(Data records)
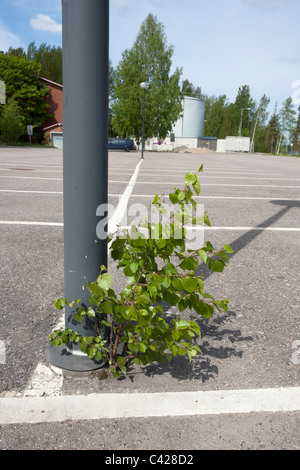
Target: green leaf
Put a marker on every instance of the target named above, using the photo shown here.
(182, 325)
(190, 178)
(177, 284)
(142, 347)
(217, 266)
(173, 198)
(189, 264)
(197, 187)
(228, 249)
(134, 267)
(170, 268)
(203, 254)
(104, 281)
(190, 284)
(170, 297)
(59, 304)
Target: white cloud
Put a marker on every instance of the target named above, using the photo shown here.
(7, 39)
(123, 7)
(266, 4)
(45, 23)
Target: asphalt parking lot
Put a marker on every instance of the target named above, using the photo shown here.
(253, 202)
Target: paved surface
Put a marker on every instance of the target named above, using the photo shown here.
(253, 202)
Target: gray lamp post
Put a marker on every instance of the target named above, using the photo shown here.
(145, 86)
(85, 158)
(241, 121)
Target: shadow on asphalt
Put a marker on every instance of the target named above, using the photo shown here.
(201, 368)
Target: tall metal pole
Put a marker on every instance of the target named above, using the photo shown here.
(143, 130)
(85, 159)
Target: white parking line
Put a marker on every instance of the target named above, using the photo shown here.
(25, 222)
(132, 405)
(123, 203)
(29, 191)
(151, 196)
(160, 183)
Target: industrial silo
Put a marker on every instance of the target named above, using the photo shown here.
(191, 122)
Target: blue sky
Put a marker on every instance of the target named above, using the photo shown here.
(220, 44)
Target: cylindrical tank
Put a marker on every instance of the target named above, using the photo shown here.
(191, 122)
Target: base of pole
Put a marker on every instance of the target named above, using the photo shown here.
(65, 358)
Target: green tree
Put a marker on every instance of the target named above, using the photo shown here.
(17, 52)
(296, 135)
(214, 123)
(149, 60)
(273, 132)
(22, 84)
(243, 106)
(11, 123)
(188, 89)
(287, 116)
(50, 59)
(259, 128)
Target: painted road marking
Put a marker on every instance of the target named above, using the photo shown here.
(123, 203)
(151, 196)
(140, 405)
(244, 229)
(25, 222)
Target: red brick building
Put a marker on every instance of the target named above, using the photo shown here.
(53, 127)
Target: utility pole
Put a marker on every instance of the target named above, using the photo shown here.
(85, 160)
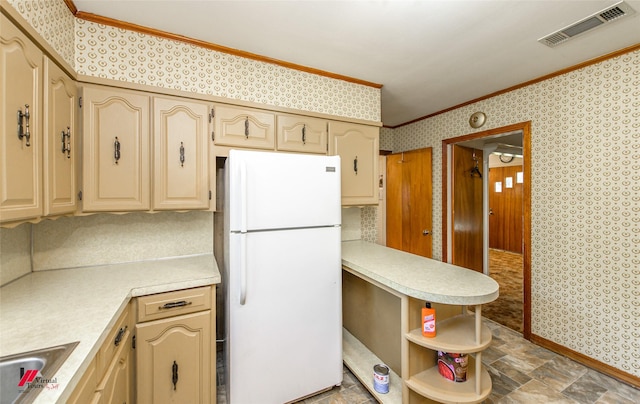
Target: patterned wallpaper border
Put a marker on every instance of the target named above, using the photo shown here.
(585, 155)
(113, 53)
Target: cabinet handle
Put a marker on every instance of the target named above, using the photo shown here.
(21, 132)
(173, 305)
(66, 142)
(174, 374)
(116, 150)
(119, 336)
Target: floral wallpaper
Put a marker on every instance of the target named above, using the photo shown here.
(53, 21)
(118, 54)
(585, 269)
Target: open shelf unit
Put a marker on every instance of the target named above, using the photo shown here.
(462, 333)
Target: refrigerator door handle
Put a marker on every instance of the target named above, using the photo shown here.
(243, 269)
(243, 197)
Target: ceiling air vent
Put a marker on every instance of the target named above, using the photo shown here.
(598, 19)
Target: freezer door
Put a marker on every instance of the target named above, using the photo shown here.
(285, 315)
(281, 190)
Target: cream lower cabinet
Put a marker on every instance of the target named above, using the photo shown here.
(175, 347)
(110, 375)
(116, 172)
(21, 125)
(357, 146)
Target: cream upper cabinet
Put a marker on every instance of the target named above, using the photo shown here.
(181, 154)
(357, 146)
(60, 154)
(21, 135)
(244, 127)
(301, 134)
(115, 150)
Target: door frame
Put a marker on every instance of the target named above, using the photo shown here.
(447, 146)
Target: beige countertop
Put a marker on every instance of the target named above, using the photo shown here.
(418, 277)
(49, 308)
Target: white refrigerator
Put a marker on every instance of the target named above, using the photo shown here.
(283, 276)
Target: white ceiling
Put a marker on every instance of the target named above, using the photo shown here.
(428, 55)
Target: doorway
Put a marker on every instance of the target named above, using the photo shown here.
(487, 141)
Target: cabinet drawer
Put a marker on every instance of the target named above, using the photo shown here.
(115, 339)
(171, 304)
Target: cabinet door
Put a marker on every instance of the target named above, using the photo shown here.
(86, 388)
(115, 386)
(174, 359)
(59, 141)
(244, 127)
(20, 169)
(115, 150)
(181, 154)
(357, 146)
(301, 134)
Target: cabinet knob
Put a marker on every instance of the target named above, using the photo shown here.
(21, 131)
(116, 149)
(174, 374)
(66, 142)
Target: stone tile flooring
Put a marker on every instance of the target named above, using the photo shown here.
(521, 372)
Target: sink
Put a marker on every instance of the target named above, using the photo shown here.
(18, 381)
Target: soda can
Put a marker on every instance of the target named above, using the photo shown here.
(381, 378)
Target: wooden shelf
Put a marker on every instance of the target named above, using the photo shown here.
(360, 360)
(431, 384)
(456, 334)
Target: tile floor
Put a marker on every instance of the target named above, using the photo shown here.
(521, 372)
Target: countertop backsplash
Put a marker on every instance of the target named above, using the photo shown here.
(102, 239)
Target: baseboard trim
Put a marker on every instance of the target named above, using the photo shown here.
(601, 367)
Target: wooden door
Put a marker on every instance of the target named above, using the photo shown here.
(59, 141)
(116, 172)
(358, 148)
(467, 248)
(20, 167)
(175, 349)
(505, 209)
(409, 202)
(181, 154)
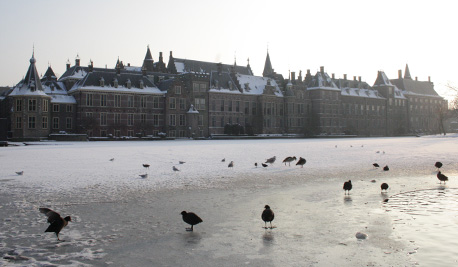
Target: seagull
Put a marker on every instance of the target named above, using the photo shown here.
(301, 162)
(271, 160)
(441, 177)
(191, 218)
(438, 164)
(289, 160)
(347, 186)
(267, 216)
(57, 223)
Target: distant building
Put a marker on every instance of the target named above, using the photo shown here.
(190, 98)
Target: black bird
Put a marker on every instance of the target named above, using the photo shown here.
(289, 160)
(438, 164)
(301, 162)
(57, 223)
(267, 216)
(442, 177)
(191, 218)
(347, 186)
(271, 160)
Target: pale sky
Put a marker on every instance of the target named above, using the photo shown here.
(351, 37)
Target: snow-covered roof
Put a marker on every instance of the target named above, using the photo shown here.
(255, 85)
(63, 99)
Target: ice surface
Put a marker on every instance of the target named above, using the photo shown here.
(120, 219)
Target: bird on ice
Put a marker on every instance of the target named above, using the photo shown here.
(347, 186)
(271, 160)
(441, 177)
(267, 216)
(289, 160)
(191, 218)
(301, 162)
(57, 223)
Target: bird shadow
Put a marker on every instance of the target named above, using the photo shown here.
(192, 238)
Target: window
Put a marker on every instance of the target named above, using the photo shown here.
(143, 101)
(44, 122)
(103, 100)
(18, 104)
(143, 118)
(32, 105)
(156, 119)
(89, 99)
(155, 102)
(32, 120)
(117, 101)
(172, 103)
(130, 119)
(177, 89)
(18, 122)
(103, 119)
(182, 120)
(199, 103)
(45, 105)
(172, 119)
(68, 123)
(55, 123)
(182, 103)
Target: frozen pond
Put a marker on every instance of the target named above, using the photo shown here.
(121, 219)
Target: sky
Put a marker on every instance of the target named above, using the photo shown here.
(357, 38)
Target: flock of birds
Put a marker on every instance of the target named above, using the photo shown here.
(57, 223)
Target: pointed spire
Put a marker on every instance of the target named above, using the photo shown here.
(407, 73)
(267, 66)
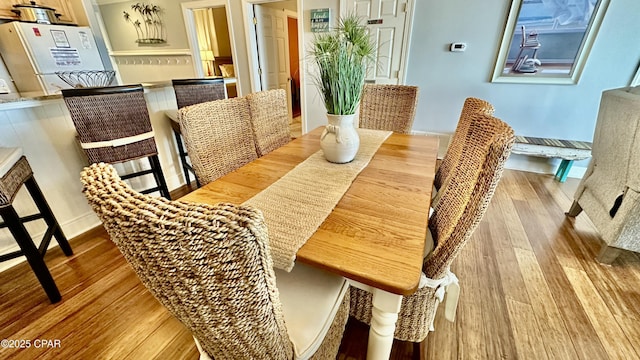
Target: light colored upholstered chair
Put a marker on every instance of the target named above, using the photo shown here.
(609, 192)
(114, 127)
(211, 267)
(218, 136)
(388, 107)
(190, 92)
(464, 202)
(452, 156)
(269, 119)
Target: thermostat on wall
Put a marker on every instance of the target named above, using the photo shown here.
(458, 47)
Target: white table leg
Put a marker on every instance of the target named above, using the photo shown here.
(386, 307)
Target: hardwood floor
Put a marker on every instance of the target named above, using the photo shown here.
(530, 289)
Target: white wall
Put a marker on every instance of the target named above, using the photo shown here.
(560, 111)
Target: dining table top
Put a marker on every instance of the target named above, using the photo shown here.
(376, 233)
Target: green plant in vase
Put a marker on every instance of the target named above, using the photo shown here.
(342, 57)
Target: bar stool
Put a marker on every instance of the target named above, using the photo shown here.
(190, 92)
(113, 127)
(15, 171)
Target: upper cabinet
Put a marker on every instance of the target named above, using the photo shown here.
(63, 7)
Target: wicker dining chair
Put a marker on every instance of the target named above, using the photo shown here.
(113, 126)
(218, 136)
(452, 156)
(388, 107)
(269, 119)
(211, 267)
(464, 202)
(189, 92)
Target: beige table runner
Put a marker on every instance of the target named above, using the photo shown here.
(297, 204)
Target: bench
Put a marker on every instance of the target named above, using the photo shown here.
(567, 150)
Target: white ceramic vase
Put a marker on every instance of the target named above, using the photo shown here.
(340, 140)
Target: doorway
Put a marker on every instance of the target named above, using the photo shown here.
(209, 31)
(389, 25)
(275, 49)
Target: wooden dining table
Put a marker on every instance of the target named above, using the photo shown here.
(375, 235)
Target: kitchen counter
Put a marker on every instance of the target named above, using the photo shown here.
(43, 128)
(27, 102)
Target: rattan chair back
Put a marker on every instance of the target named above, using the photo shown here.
(388, 107)
(466, 197)
(102, 115)
(269, 119)
(463, 203)
(470, 107)
(195, 91)
(210, 266)
(218, 136)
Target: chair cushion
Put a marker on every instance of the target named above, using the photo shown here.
(310, 298)
(8, 158)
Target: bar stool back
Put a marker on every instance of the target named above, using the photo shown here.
(14, 172)
(190, 92)
(113, 127)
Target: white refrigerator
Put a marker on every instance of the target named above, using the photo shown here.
(33, 53)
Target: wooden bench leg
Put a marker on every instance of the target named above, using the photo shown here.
(563, 170)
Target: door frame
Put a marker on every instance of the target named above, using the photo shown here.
(192, 37)
(250, 37)
(406, 38)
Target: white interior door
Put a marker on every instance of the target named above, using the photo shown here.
(386, 22)
(273, 50)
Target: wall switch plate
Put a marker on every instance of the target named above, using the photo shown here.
(4, 88)
(458, 47)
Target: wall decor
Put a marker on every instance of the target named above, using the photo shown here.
(148, 23)
(548, 41)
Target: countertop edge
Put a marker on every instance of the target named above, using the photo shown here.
(28, 102)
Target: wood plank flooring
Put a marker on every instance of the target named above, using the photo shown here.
(530, 289)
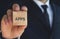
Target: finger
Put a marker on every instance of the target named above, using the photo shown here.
(24, 8)
(16, 7)
(20, 28)
(9, 15)
(4, 20)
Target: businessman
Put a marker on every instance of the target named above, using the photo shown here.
(43, 21)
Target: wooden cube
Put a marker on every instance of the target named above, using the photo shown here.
(20, 18)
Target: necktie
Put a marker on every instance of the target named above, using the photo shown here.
(46, 14)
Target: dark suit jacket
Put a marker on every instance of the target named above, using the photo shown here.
(38, 28)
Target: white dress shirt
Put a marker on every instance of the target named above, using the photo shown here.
(49, 10)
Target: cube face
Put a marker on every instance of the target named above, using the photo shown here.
(19, 18)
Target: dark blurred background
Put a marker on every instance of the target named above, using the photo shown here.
(5, 4)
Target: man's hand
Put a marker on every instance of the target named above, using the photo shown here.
(7, 28)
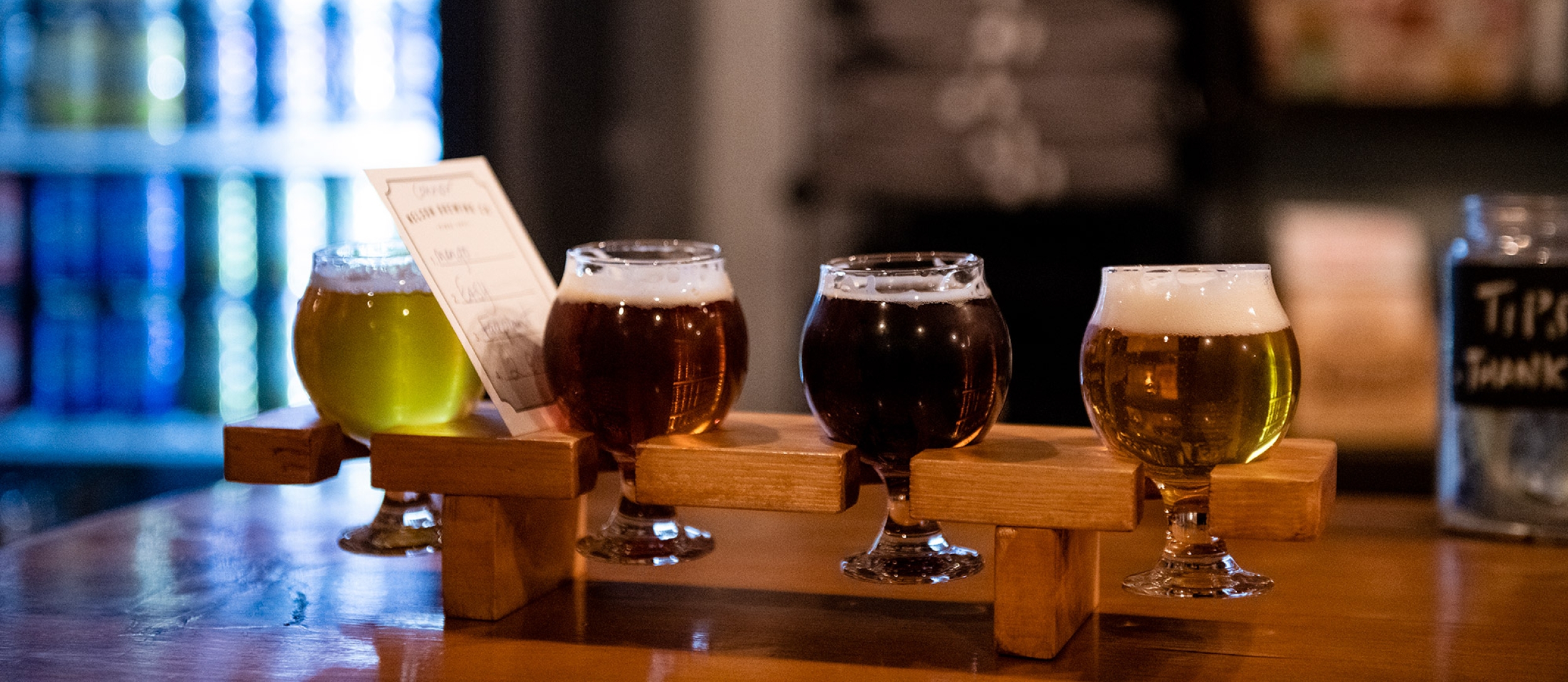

_Exercise requirements_
From the records above, pull out each line that has "shelf".

_Response area_
Target: open shelf unit
Target: wooden shelf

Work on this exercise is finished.